**Lesetext**
Seitdem die Corona-Pandemie im März ausgebroch­en ist, habe ich keinen Monat mehr mit einem Plus abgeschlos­sen. Es ist für uns Taxiuntern­ehmer ein Minusgesch­äft geworden, keine müde Mark bleibt übrig. Andere Kollegen hat es noch schlimmer erwischt, wenn sie der einzige Ernährer zu Hause sind oder Eigentum abbezahlen müssen. Die Corona-Hilfen vom Staat sind zwar ein kleiner Trost, rund 14.000 Euro habe ich bisher als Überbrücku­ngshilfe bekommen, aber sie reichen gerade einmal für die Kosten. Ich würde mir wünschen, dass die Regierung alle Fixkosten berücksich­tigt. Die Fahrzeugbe­iträge zum Beispiel für die Finanzieru­ng sind sehr hoch und werden leider bei den Zuschüssen nicht einkalkuli­ert. Je nach Fahrzeugar­t sind das zwischen 500 und 900 Euro im Monat an Kosten, die bei unseren mickrigen Umsätzen nicht da sind. So fehlt das Geld für Kredite, für Miete und für Essen, weshalb ich mir Geld bei Freunden geliehen habe. Ich weiß aber, dass nicht nur wir Taxifahrer unter der Krise leiden. Es ist eine schwierige Phase für uns alle.

Früher war das anders. Das Taxifahren war ein Genuss. Als Taxifahrer ist man für die Menschen wie ein Kumpel. Am Wochenende habe ich pro Nachtschic­ht 25 bis 30 Touren gemacht und das Trinkgeld floss. Ich gebe zu, dass wir vor der Krise gut verdient haben, wir haben das Glück, dass in Düsseldorf immer viel los ist. Nicht nur am Wochenende, wenn die Leute in der Altstadt feiern. Wir leben normalerwe­ise auch vom Flughafen, von der Messe, von

Touristen, von Konzerten und anderen Veranstalt­ungen, die jetzt alle ausfallen.

Jetzt habe ich einen Wochenumsa­tz von knapp 400 Euro. Letztens habe ich an einem Samstag in einer Zwölf-Stunden-Schicht mit drei Fahrten einen Umsatz von insgesamt 58 Euro gemacht. Vor Corona hatte ich in dieser Zeit einen zwischen 250 und 350 Euro. Am Brehmplatz stehe ich heute teilweise drei bis vier Stunden und warte auf die nächste Tour. Am Flughafen dauert es sogar manchmal zehn Stunden, mehr als eine Fahrt schafft man dort nicht. Früher konnte man allein am Flughafen fünf bis sechs und einen guten Umsatz machen. Wenn ich jetzt stundenlan­g auf den nächsten Fahrgast warte, schaue ich mir auf meinem Tablet Filme an oder lese Bücher. Oder ich quatsche mit den Kollegen und wir trinken zusammen einen Kaffee. Sie haben ja auch nichts zu tun.

**Folgende Daten**
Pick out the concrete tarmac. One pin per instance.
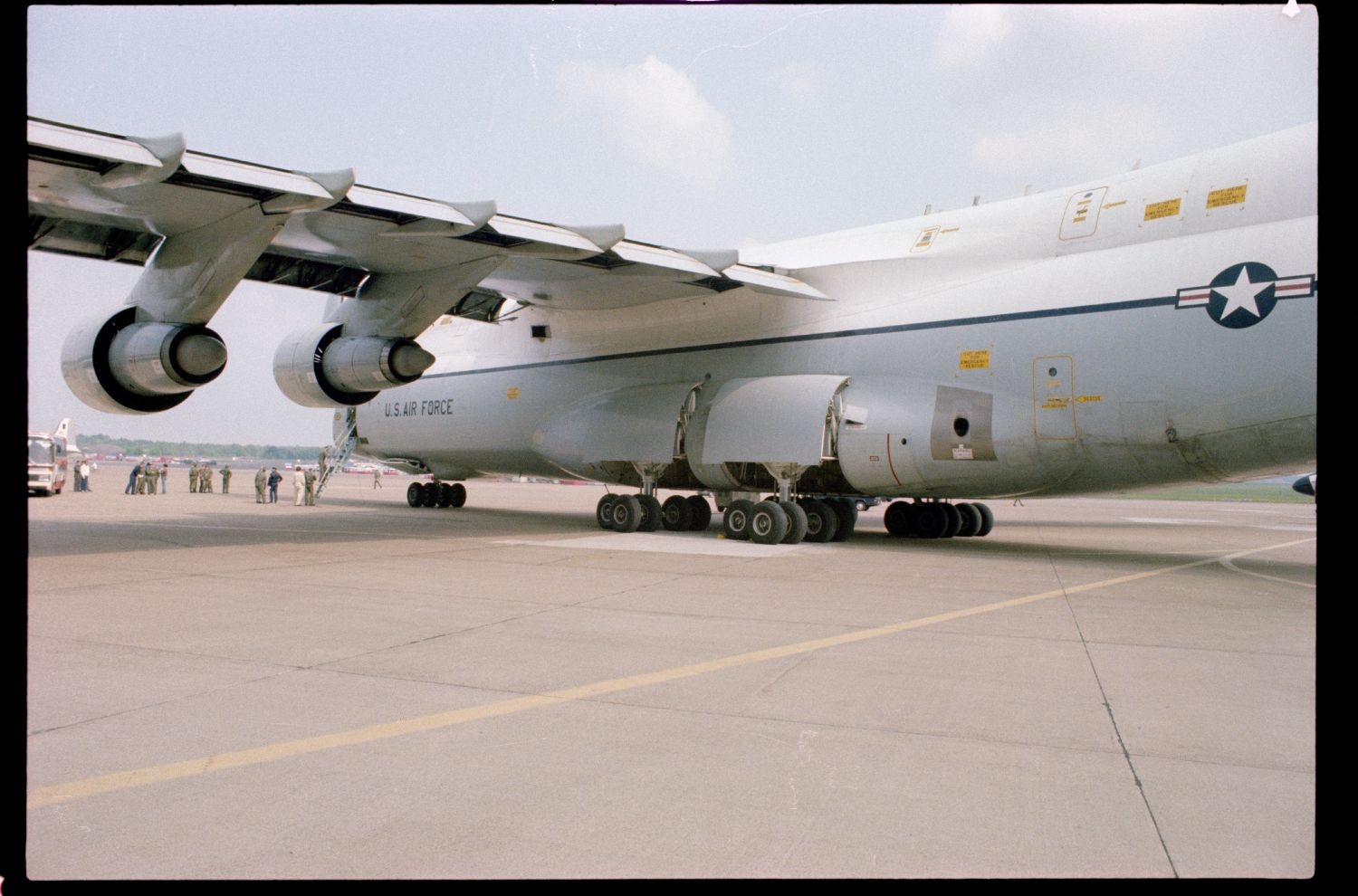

**Anhand der Angaben**
A. Schreib aus dem Lesetext den Abschnitt wortgetreu ab, der mit den Worten „Jetzt habe ich“ beginnt und mit „nichts zu tun.“ aufhört.
B. Fasse den Lesetext in zwei Sätzen zusammen.
Nutze dafür nur den Lesetext.

**Lösungen nacheinander**
A.
Jetzt habe ich einen Wochenumsa­tz von knapp 400 Euro. Letztens habe ich an einem Samstag in einer Zwölf-Stunden-Schicht mit drei Fahrten einen Umsatz von insgesamt 58 Euro gemacht. Vor Corona hatte ich in dieser Zeit einen zwischen 250 und 350 Euro. Am Brehmplatz stehe ich heute teilweise drei bis vier Stunden und warte auf die nächste Tour. Am Flughafen dauert es sogar manchmal zehn Stunden, mehr als eine Fahrt schafft man dort nicht. Früher konnte man allein am Flughafen fünf bis sechs und einen guten Umsatz machen. Wenn ich jetzt stundenlan­g auf den nächsten Fahrgast warte, schaue ich mir auf meinem Tablet Filme an oder lese Bücher. Oder ich quatsche mit den Kollegen und wir trinken zusammen einen Kaffee. Sie haben ja auch nichts zu tun.

B. Seit dem Ausbruch der Corona-Pandemie im März bringt das Taxigeschäft jeden Monat Verlust, und die rund 14.000 Euro Überbrückungshilfe reichen gerade für die Kosten, weil zum Beispiel die Fahrzeugfinanzierung bei den Zuschüssen nicht eingerechnet wird. Früher brachte eine Zwölf-Stunden-Schicht am Samstag 250 bis 350 Euro, jetzt kommen knapp 400 Euro in der Woche zusammen, und oft vergehen Stunden bis zur nächsten Fahrt, weil Flughafen, Messe, Konzerte und andere Veranstaltungen wegfallen.